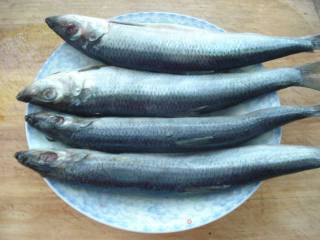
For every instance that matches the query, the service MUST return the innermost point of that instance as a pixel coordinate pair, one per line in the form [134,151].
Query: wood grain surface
[283,208]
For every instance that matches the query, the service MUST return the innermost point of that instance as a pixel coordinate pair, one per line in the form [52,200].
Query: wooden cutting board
[283,208]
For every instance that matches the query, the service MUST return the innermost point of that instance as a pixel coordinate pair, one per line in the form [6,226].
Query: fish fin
[311,75]
[315,111]
[91,67]
[169,26]
[195,141]
[205,189]
[79,156]
[86,124]
[201,110]
[127,23]
[50,139]
[315,40]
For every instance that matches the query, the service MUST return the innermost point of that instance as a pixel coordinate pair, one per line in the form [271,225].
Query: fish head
[78,30]
[54,90]
[41,161]
[56,124]
[52,163]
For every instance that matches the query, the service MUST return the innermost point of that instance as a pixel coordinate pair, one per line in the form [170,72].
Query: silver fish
[113,91]
[172,172]
[172,48]
[164,134]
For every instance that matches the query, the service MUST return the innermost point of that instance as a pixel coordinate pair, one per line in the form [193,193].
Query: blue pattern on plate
[134,210]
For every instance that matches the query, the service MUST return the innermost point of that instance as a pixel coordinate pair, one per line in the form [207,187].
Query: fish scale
[172,48]
[164,134]
[113,91]
[177,172]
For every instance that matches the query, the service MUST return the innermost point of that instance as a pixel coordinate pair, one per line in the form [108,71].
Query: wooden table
[283,208]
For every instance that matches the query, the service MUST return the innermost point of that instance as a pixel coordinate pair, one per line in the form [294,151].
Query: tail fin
[311,75]
[315,40]
[315,110]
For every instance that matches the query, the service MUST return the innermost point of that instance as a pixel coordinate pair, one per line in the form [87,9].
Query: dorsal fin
[91,67]
[169,26]
[127,23]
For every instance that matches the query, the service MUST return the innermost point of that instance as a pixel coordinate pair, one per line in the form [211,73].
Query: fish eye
[71,29]
[48,156]
[49,93]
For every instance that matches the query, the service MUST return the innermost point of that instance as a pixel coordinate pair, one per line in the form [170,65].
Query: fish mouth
[21,156]
[29,118]
[52,21]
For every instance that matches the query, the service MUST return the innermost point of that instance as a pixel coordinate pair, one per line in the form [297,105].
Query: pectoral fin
[201,110]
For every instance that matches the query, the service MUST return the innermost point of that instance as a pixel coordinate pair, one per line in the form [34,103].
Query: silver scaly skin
[178,172]
[113,91]
[172,48]
[112,134]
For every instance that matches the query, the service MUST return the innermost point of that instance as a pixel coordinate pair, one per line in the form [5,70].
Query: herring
[112,134]
[113,91]
[172,48]
[176,172]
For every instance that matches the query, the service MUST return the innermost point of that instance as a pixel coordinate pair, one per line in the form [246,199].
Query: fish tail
[315,111]
[315,40]
[311,75]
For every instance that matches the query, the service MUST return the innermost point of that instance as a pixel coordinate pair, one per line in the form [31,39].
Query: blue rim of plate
[199,23]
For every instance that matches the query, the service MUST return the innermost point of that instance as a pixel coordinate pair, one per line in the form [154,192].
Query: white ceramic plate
[133,210]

- _What is being asked_
Please return only the lines from the top of the data through the line with "the form [52,200].", exactly as written, and drop every picture.

- _Solved exercise_
For every instance that matches the query, the service MUST return the innermost point of that instance as a pixel coordinate pair, one per line in the form [134,151].
Query: wood grain surface
[283,208]
For every instance that matches the query, the service MUST return the innermost point of that instance as a pixel coordinate pair, one per line in the form [52,200].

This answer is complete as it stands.